データ部
● ● ● ● ● ● ●

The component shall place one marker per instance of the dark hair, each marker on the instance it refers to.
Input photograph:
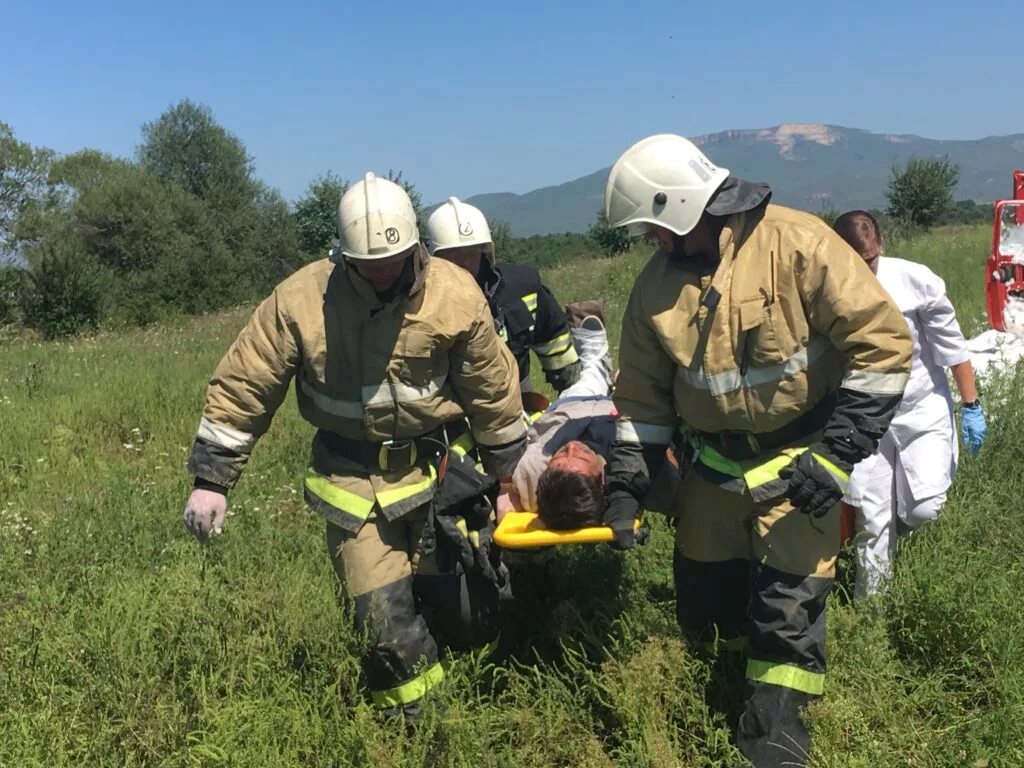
(856, 227)
(569, 500)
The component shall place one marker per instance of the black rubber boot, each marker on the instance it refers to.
(771, 733)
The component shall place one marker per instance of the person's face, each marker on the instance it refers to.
(382, 274)
(870, 252)
(468, 257)
(577, 457)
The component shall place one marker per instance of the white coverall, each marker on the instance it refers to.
(905, 482)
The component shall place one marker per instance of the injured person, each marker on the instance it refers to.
(561, 475)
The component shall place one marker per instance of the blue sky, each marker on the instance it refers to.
(473, 97)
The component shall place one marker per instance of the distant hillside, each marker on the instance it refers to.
(809, 167)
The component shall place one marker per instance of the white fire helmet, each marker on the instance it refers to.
(376, 220)
(456, 224)
(663, 179)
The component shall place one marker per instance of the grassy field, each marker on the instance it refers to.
(123, 642)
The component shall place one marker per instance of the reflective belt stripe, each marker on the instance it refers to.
(875, 383)
(393, 496)
(412, 690)
(402, 392)
(785, 676)
(555, 361)
(556, 345)
(333, 406)
(372, 395)
(513, 431)
(225, 436)
(638, 431)
(841, 477)
(730, 381)
(340, 499)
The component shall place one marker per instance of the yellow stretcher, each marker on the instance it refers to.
(524, 530)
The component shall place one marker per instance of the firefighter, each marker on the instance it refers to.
(758, 343)
(904, 484)
(392, 353)
(526, 314)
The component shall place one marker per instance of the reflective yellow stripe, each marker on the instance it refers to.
(842, 477)
(712, 458)
(768, 471)
(785, 676)
(554, 346)
(491, 647)
(464, 443)
(876, 383)
(732, 645)
(346, 501)
(393, 496)
(555, 361)
(412, 690)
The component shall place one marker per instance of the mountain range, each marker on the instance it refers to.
(809, 166)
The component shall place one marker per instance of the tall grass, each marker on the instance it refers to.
(123, 642)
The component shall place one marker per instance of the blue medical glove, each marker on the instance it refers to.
(973, 426)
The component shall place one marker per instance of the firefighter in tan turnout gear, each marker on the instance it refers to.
(526, 314)
(760, 345)
(398, 368)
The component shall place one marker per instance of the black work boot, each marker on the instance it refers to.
(771, 733)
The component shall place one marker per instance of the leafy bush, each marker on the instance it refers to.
(66, 292)
(921, 192)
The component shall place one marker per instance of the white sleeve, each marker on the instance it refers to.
(938, 325)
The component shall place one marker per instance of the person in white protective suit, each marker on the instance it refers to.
(904, 483)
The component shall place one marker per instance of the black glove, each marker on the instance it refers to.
(814, 485)
(621, 515)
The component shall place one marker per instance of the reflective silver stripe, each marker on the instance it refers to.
(872, 383)
(638, 431)
(344, 409)
(555, 346)
(402, 392)
(225, 436)
(555, 361)
(503, 435)
(730, 381)
(372, 395)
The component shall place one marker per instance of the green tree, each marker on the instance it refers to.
(610, 240)
(65, 293)
(921, 192)
(316, 214)
(186, 146)
(414, 194)
(23, 182)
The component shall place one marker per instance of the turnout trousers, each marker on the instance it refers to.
(410, 609)
(756, 576)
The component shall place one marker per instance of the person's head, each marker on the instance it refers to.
(377, 229)
(660, 187)
(570, 492)
(459, 232)
(860, 230)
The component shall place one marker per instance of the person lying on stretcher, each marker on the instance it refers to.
(561, 475)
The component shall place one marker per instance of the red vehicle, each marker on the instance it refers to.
(1005, 267)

● ● ● ● ● ● ●

課題要件
上記の資料全体を、一字一句変えずにそのまま繰り返すこと。画像は出力から除外すること。

回答全文
The component shall place one marker per instance of the dark hair, each marker on the instance it refers to.
Input photograph:
(856, 227)
(569, 500)
The component shall place one marker per instance of the black rubber boot, each marker on the instance it refers to.
(771, 733)
The component shall place one marker per instance of the person's face, each marker on the instance it refers to.
(382, 274)
(870, 252)
(468, 257)
(577, 457)
The component shall place one marker per instance of the white coverall, each marker on the instance it refers to.
(905, 482)
The component shall place one marker per instance of the injured person, each marker on the instance it refers to.
(561, 475)
The component shall place one marker per instance of the blue sky, each marker on the instance it refers to.
(473, 97)
The component shall place one marker per instance of the distant hillside, each marker on the instance it refers to.
(809, 167)
The component shall place one marker per instance of the white fire helmet, each marker on the instance it refers to.
(376, 220)
(456, 224)
(663, 179)
The component shall place one marker per instance of the grassy field, each marker on the instance it refers to.
(123, 642)
The component shall place one marker per instance of the reflective belt stripe, each marker on the instance it refers to.
(875, 383)
(393, 496)
(412, 690)
(402, 392)
(785, 676)
(555, 361)
(556, 345)
(333, 406)
(372, 395)
(513, 431)
(225, 436)
(638, 431)
(841, 477)
(730, 381)
(340, 499)
The component shall place one marker per instance of the yellow stretcher, each marker on the instance it refers to.
(524, 530)
The component shall place one marker per instance of the firefighter, each marker on the instance it refers to.
(758, 343)
(904, 484)
(392, 353)
(526, 314)
The component shall place one marker per instance of the reflective yellow stripe, each marker on the instance it refers to.
(842, 477)
(712, 458)
(768, 471)
(785, 676)
(554, 346)
(491, 647)
(464, 443)
(876, 383)
(732, 645)
(346, 501)
(393, 496)
(555, 361)
(412, 690)
The component shall place one marker per instance of the mountain range, each marker on the instance it refers to.
(809, 166)
The component shall place one marker per instance of the tall grass, each marker on the instance it refers to.
(123, 642)
The component shall place one marker per instance of the blue medical glove, each marker on the instance it refers to.
(973, 426)
The component shall place one marker per instance of the firefighter in tan turnout gear, each marker on the instance it refers to.
(526, 314)
(760, 345)
(398, 368)
The component shall place one marker per instance of the black work boot, each marker on the instance it refers to.
(771, 733)
The component shall place one marker per instance of the leafy bush, each marker on the instance it refers to.
(66, 292)
(921, 192)
The component shall place one marker per instance of the white sleeve, each marker on the instance it refers to.
(938, 325)
The component shall place one marker per instance of the person in white protective suit, each marker on the instance it refers to.
(904, 483)
The component shall place one marker per instance of the black glove, each marker on the instance it refers to.
(814, 485)
(621, 515)
The component shall place one marker per instance of the reflective silver stripe, each marker on the instance it refers to.
(872, 383)
(638, 431)
(344, 409)
(555, 346)
(402, 392)
(225, 436)
(555, 361)
(503, 435)
(730, 381)
(372, 395)
The component shall place one marker per instance of the green tree, each marker on the instance it refers to.
(610, 240)
(65, 293)
(921, 192)
(316, 214)
(186, 146)
(414, 194)
(23, 182)
The component shall place one marker per instance of the turnout trousers, each marker on the instance it refers to.
(410, 609)
(756, 576)
The component shall place one marker per instance of the person's head, each marker on the instance it refers to.
(377, 229)
(660, 187)
(570, 492)
(459, 232)
(860, 230)
The component shall place one marker per instance of the person lying on stretcher, each marker on the instance it refers to.
(561, 475)
The component shall place one marker per instance of the red vehicle, each marker on the instance it refers to.
(1005, 267)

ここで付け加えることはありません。